Set task: Begin at the line that has "Phrase: arched window" and stop after the last line of the material, then write those lines again with "window" switched to "casement" and nothing else changed. Leave the pictures out of your answer.

Given data:
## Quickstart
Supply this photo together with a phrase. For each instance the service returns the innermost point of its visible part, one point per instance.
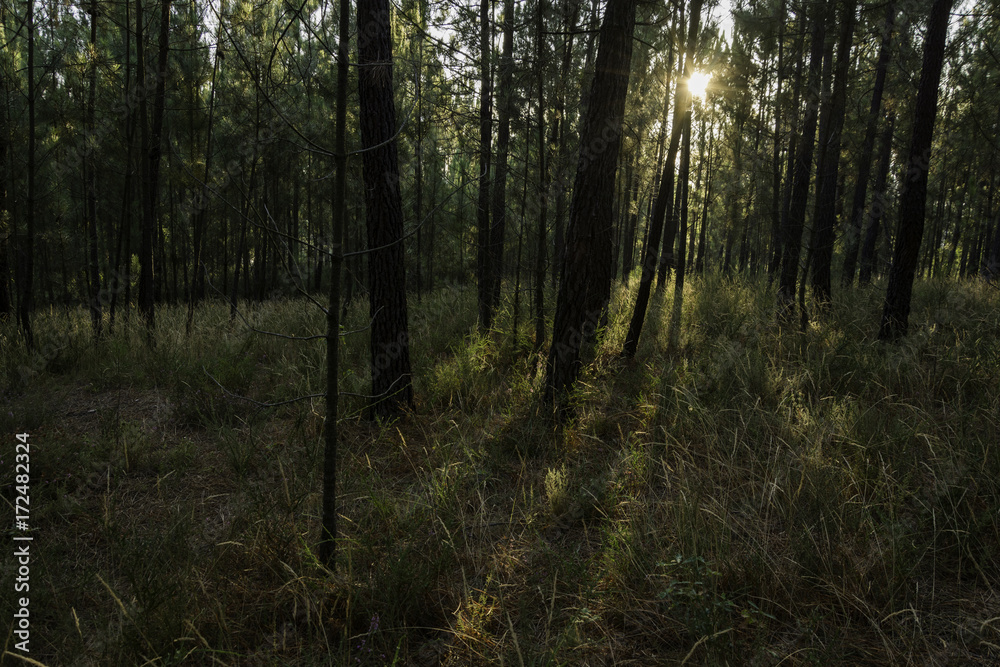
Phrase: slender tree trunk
(505, 97)
(913, 201)
(662, 207)
(152, 150)
(674, 335)
(585, 285)
(795, 220)
(853, 240)
(392, 388)
(541, 241)
(484, 271)
(827, 179)
(878, 205)
(26, 254)
(571, 11)
(6, 304)
(201, 200)
(93, 271)
(327, 545)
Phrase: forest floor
(758, 496)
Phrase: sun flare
(698, 83)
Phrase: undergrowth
(754, 495)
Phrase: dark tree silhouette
(662, 208)
(867, 148)
(913, 201)
(392, 387)
(585, 285)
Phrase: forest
(510, 332)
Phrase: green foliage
(756, 494)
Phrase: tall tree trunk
(585, 286)
(197, 291)
(26, 252)
(861, 187)
(93, 272)
(795, 220)
(541, 242)
(878, 205)
(152, 150)
(484, 271)
(392, 388)
(662, 207)
(827, 177)
(328, 537)
(506, 103)
(571, 12)
(6, 217)
(674, 335)
(913, 201)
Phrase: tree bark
(913, 201)
(26, 251)
(662, 207)
(827, 173)
(328, 537)
(853, 240)
(585, 285)
(484, 271)
(541, 242)
(795, 220)
(499, 222)
(392, 388)
(878, 205)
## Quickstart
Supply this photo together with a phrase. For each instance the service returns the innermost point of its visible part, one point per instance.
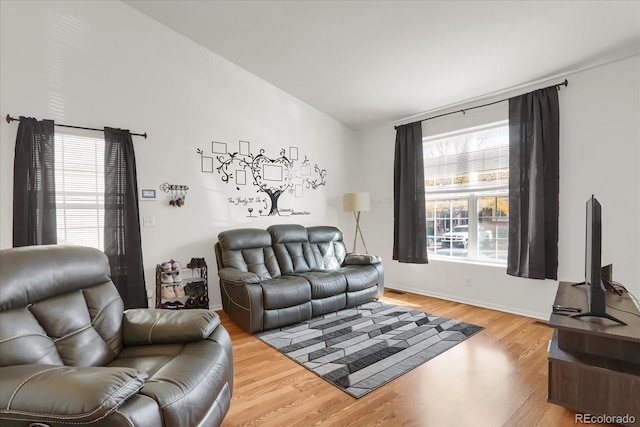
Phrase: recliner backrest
(291, 245)
(248, 250)
(327, 246)
(58, 306)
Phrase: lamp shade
(356, 202)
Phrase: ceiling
(365, 62)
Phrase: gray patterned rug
(361, 348)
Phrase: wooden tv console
(594, 363)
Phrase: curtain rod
(557, 85)
(13, 119)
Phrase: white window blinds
(79, 170)
(468, 161)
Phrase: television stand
(594, 365)
(602, 315)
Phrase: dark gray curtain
(122, 242)
(534, 123)
(34, 189)
(409, 222)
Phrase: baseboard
(526, 313)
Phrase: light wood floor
(497, 377)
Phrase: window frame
(92, 201)
(472, 194)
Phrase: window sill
(461, 260)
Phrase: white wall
(599, 154)
(104, 64)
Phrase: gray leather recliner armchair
(70, 354)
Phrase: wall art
(272, 176)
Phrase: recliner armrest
(361, 259)
(238, 277)
(141, 326)
(65, 394)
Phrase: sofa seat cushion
(285, 291)
(359, 276)
(325, 283)
(184, 379)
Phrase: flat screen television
(596, 292)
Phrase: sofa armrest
(142, 326)
(237, 277)
(361, 259)
(65, 394)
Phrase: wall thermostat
(147, 194)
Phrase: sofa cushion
(359, 276)
(35, 273)
(327, 246)
(149, 326)
(285, 291)
(184, 379)
(69, 395)
(291, 246)
(325, 283)
(248, 250)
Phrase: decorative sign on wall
(271, 176)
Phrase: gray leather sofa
(70, 355)
(289, 273)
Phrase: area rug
(361, 348)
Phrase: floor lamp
(356, 203)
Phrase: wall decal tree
(272, 176)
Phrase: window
(466, 193)
(79, 169)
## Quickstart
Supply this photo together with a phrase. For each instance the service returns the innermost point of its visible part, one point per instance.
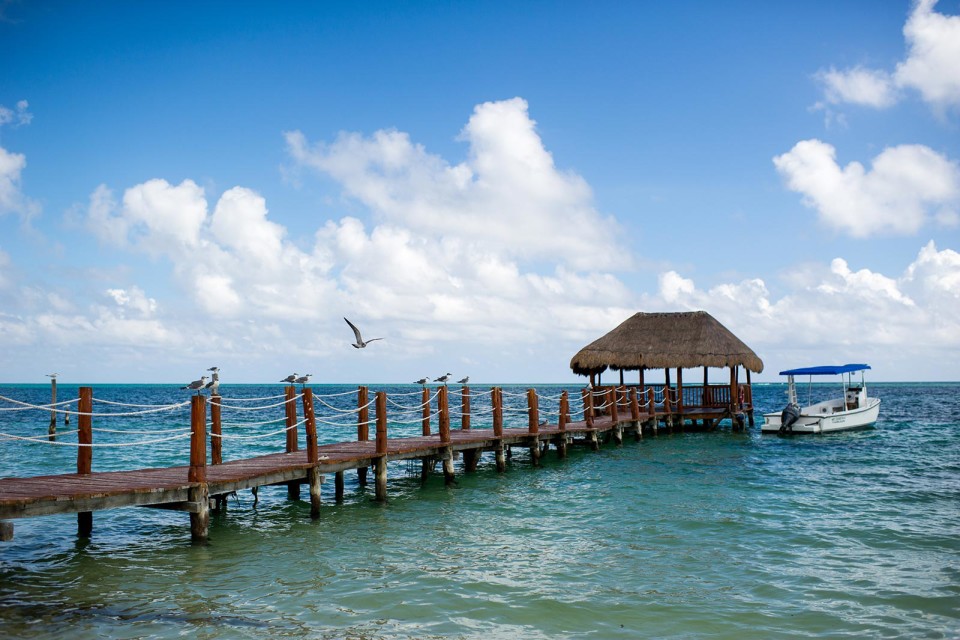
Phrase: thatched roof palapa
(666, 340)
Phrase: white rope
(102, 430)
(32, 407)
(261, 408)
(420, 421)
(282, 395)
(260, 435)
(124, 404)
(338, 410)
(43, 440)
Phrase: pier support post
(199, 494)
(85, 453)
(200, 521)
(363, 428)
(338, 487)
(448, 477)
(380, 464)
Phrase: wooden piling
(363, 428)
(290, 415)
(425, 402)
(216, 429)
(465, 408)
(199, 494)
(52, 429)
(444, 418)
(380, 465)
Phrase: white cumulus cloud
(508, 196)
(906, 187)
(930, 67)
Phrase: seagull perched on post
(360, 343)
(303, 379)
(196, 385)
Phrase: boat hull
(808, 422)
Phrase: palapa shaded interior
(687, 340)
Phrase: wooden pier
(608, 414)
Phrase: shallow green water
(719, 535)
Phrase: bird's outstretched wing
(356, 332)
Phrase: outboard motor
(789, 415)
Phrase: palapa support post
(85, 453)
(635, 413)
(363, 428)
(314, 477)
(380, 465)
(216, 430)
(564, 417)
(464, 408)
(290, 410)
(199, 493)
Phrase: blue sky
(488, 186)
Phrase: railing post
(290, 407)
(497, 399)
(465, 408)
(363, 428)
(313, 455)
(564, 410)
(199, 494)
(444, 415)
(425, 401)
(85, 453)
(496, 395)
(614, 410)
(85, 433)
(216, 429)
(380, 465)
(533, 412)
(198, 439)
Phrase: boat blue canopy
(826, 370)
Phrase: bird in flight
(196, 385)
(360, 343)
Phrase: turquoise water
(717, 535)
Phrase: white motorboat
(852, 410)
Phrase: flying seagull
(196, 385)
(360, 343)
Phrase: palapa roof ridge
(666, 340)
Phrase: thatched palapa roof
(664, 341)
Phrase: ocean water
(699, 535)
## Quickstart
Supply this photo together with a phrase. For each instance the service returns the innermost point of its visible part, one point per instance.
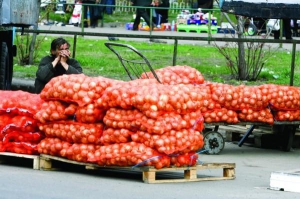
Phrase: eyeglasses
(64, 49)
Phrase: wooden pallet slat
(149, 174)
(35, 158)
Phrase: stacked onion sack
(18, 129)
(69, 118)
(163, 120)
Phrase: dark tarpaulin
(262, 10)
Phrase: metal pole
(293, 64)
(175, 51)
(74, 46)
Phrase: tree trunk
(32, 44)
(242, 72)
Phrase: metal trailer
(214, 141)
(267, 9)
(13, 13)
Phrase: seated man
(56, 64)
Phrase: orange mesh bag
(252, 97)
(135, 120)
(131, 154)
(122, 118)
(52, 111)
(89, 114)
(112, 136)
(250, 115)
(76, 88)
(221, 115)
(287, 115)
(73, 132)
(183, 141)
(177, 75)
(53, 146)
(227, 96)
(282, 97)
(208, 102)
(184, 160)
(19, 102)
(120, 94)
(82, 152)
(154, 100)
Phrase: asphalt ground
(253, 169)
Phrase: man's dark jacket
(46, 71)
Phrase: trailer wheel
(285, 136)
(213, 142)
(251, 30)
(4, 61)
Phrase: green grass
(97, 60)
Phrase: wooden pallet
(149, 173)
(35, 158)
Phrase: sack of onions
(226, 95)
(221, 115)
(19, 102)
(82, 152)
(2, 149)
(250, 115)
(185, 140)
(20, 136)
(172, 121)
(52, 111)
(120, 94)
(89, 114)
(131, 154)
(53, 146)
(208, 102)
(283, 97)
(112, 136)
(154, 99)
(287, 115)
(184, 160)
(9, 123)
(21, 147)
(73, 132)
(253, 97)
(76, 88)
(122, 118)
(176, 75)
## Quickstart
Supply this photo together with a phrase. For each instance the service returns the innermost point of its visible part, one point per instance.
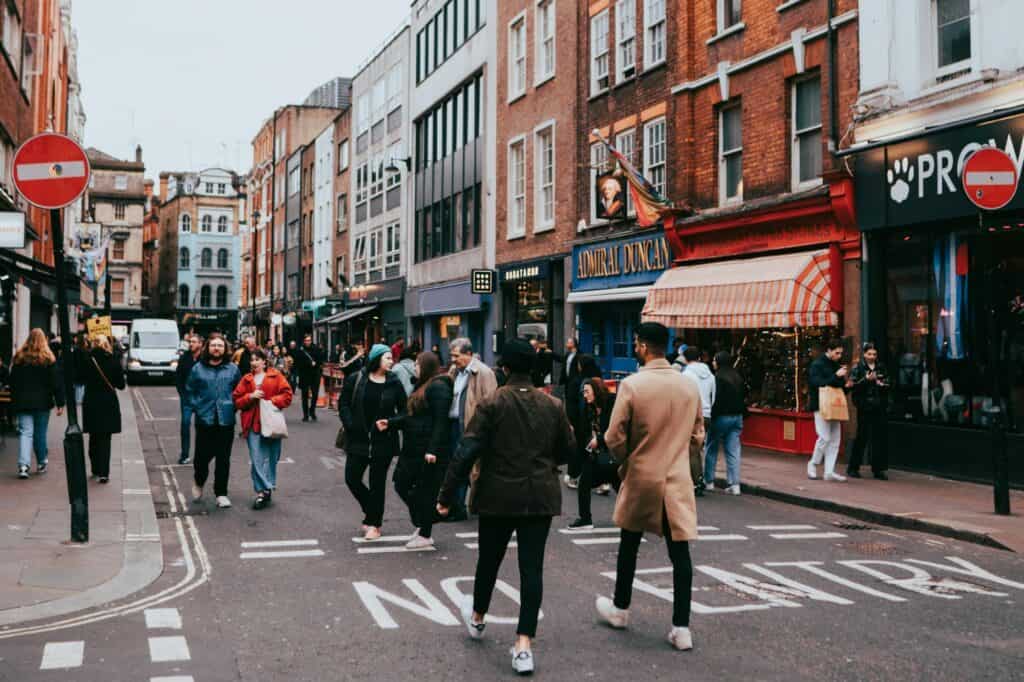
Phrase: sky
(186, 81)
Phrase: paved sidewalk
(42, 576)
(909, 501)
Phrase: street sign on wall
(50, 170)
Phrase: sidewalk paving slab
(43, 576)
(909, 501)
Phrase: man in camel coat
(654, 425)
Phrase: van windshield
(154, 340)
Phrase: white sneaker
(614, 616)
(419, 542)
(522, 662)
(681, 638)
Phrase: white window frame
(798, 133)
(599, 53)
(655, 33)
(516, 209)
(650, 161)
(543, 184)
(724, 155)
(546, 17)
(517, 56)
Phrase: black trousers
(99, 455)
(870, 432)
(531, 536)
(682, 571)
(418, 484)
(371, 499)
(213, 443)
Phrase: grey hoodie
(701, 376)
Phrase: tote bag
(271, 420)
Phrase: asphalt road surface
(780, 593)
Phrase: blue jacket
(209, 390)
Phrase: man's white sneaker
(522, 662)
(475, 629)
(681, 638)
(614, 616)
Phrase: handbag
(833, 405)
(271, 421)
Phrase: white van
(153, 350)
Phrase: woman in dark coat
(426, 445)
(100, 407)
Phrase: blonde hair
(35, 350)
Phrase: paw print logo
(899, 176)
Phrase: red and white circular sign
(990, 178)
(50, 170)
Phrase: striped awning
(791, 290)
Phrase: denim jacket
(209, 389)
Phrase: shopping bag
(833, 405)
(271, 420)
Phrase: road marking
(165, 649)
(57, 655)
(280, 543)
(296, 554)
(163, 617)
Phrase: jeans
(829, 433)
(186, 421)
(531, 536)
(725, 430)
(213, 443)
(32, 435)
(371, 499)
(263, 455)
(682, 571)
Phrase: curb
(143, 553)
(872, 516)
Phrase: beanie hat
(377, 350)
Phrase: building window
(653, 23)
(599, 52)
(517, 187)
(545, 66)
(807, 132)
(952, 20)
(728, 13)
(653, 154)
(517, 57)
(544, 203)
(730, 156)
(626, 39)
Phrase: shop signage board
(50, 170)
(923, 179)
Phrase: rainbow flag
(646, 200)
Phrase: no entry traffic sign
(990, 178)
(50, 170)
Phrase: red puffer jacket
(275, 389)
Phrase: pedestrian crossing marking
(61, 655)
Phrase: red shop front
(765, 282)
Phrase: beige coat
(655, 422)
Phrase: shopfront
(944, 299)
(610, 281)
(767, 286)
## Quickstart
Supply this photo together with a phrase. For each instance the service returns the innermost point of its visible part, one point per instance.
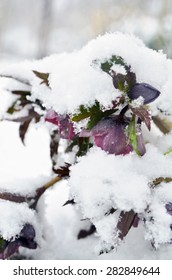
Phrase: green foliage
(132, 135)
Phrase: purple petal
(52, 117)
(140, 142)
(168, 207)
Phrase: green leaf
(83, 114)
(43, 76)
(143, 114)
(132, 135)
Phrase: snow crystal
(13, 217)
(75, 79)
(104, 185)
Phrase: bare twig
(16, 78)
(33, 200)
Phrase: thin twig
(163, 126)
(16, 78)
(20, 199)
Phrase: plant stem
(30, 199)
(163, 126)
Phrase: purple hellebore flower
(144, 90)
(109, 134)
(168, 207)
(66, 129)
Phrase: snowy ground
(25, 168)
(61, 223)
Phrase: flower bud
(66, 130)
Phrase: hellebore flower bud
(144, 90)
(109, 134)
(66, 130)
(168, 207)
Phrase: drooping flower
(66, 129)
(168, 207)
(109, 134)
(144, 90)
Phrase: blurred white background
(33, 29)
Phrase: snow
(76, 79)
(13, 217)
(98, 181)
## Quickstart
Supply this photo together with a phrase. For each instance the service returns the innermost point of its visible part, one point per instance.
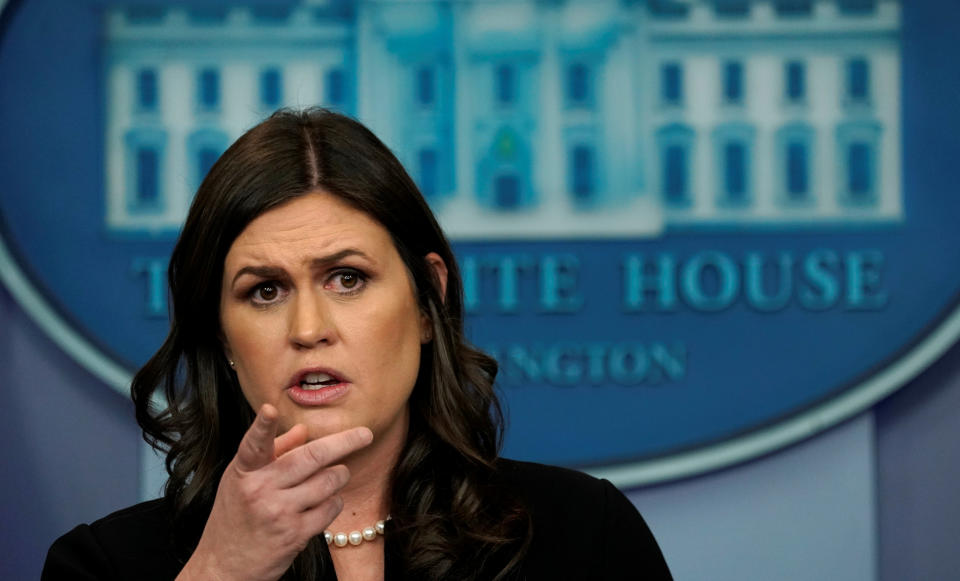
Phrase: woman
(326, 418)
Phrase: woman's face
(320, 318)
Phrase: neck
(366, 497)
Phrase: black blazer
(583, 528)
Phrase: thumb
(256, 448)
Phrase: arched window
(336, 87)
(204, 148)
(857, 150)
(427, 162)
(733, 166)
(675, 147)
(148, 91)
(505, 89)
(506, 191)
(271, 88)
(579, 85)
(425, 86)
(795, 164)
(671, 83)
(857, 81)
(582, 178)
(795, 82)
(208, 89)
(144, 171)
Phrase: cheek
(250, 348)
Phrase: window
(675, 143)
(425, 86)
(428, 172)
(671, 83)
(581, 164)
(797, 171)
(731, 8)
(270, 13)
(144, 170)
(793, 7)
(857, 7)
(336, 87)
(208, 15)
(505, 85)
(206, 157)
(795, 81)
(145, 14)
(857, 145)
(208, 86)
(148, 178)
(733, 143)
(578, 84)
(733, 82)
(147, 90)
(734, 178)
(668, 8)
(858, 80)
(794, 146)
(506, 189)
(675, 172)
(271, 90)
(859, 171)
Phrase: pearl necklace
(355, 537)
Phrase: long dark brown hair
(449, 516)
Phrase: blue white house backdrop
(691, 231)
(530, 119)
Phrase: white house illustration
(531, 118)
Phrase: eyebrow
(316, 264)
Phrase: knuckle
(317, 454)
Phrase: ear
(439, 273)
(439, 268)
(227, 352)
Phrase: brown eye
(267, 292)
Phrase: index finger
(300, 463)
(256, 447)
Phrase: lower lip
(315, 397)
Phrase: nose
(310, 322)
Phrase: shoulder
(583, 527)
(545, 488)
(133, 541)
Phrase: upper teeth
(316, 378)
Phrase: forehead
(313, 223)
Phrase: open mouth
(312, 381)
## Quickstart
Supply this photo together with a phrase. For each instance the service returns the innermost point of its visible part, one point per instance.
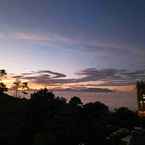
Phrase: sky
(77, 45)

Response for this exercise:
Phrase: arched casement
(336, 87)
(204, 148)
(857, 150)
(427, 162)
(733, 166)
(675, 147)
(148, 91)
(505, 89)
(506, 191)
(271, 88)
(579, 85)
(425, 86)
(795, 164)
(671, 83)
(857, 81)
(582, 178)
(795, 82)
(208, 89)
(144, 171)
Phrase: cheek
(250, 348)
Phrase: casement
(675, 143)
(425, 86)
(428, 172)
(671, 83)
(581, 164)
(797, 171)
(731, 8)
(270, 13)
(144, 170)
(793, 7)
(857, 7)
(336, 87)
(208, 15)
(505, 85)
(206, 157)
(795, 81)
(145, 14)
(857, 145)
(208, 86)
(148, 178)
(733, 143)
(578, 84)
(733, 82)
(147, 90)
(734, 178)
(668, 8)
(858, 80)
(794, 146)
(506, 189)
(675, 172)
(271, 90)
(859, 171)
Phrase: pearl necklace
(355, 537)
Phrase: long dark brown hair
(449, 516)
Phrase: blue white house backdrop
(691, 231)
(530, 119)
Phrase: white house illustration
(531, 118)
Phrase: eyebrow
(316, 264)
Phrase: knuckle
(317, 454)
Phrase: ear
(439, 273)
(439, 268)
(227, 352)
Phrase: brown eye
(267, 292)
Phrase: index finger
(300, 463)
(256, 447)
Phrase: lower lip
(315, 397)
Phrase: nose
(310, 322)
Phrase: shoulder
(583, 527)
(545, 488)
(133, 541)
Phrase: upper teeth
(316, 378)
Phrase: forehead
(313, 223)
Phrase: open mouth
(312, 381)
## Quickstart
Supply this photo together with a phrase. For each instance the service returns the innermost point of its visible part, one point per instance.
Phrase: sky
(77, 45)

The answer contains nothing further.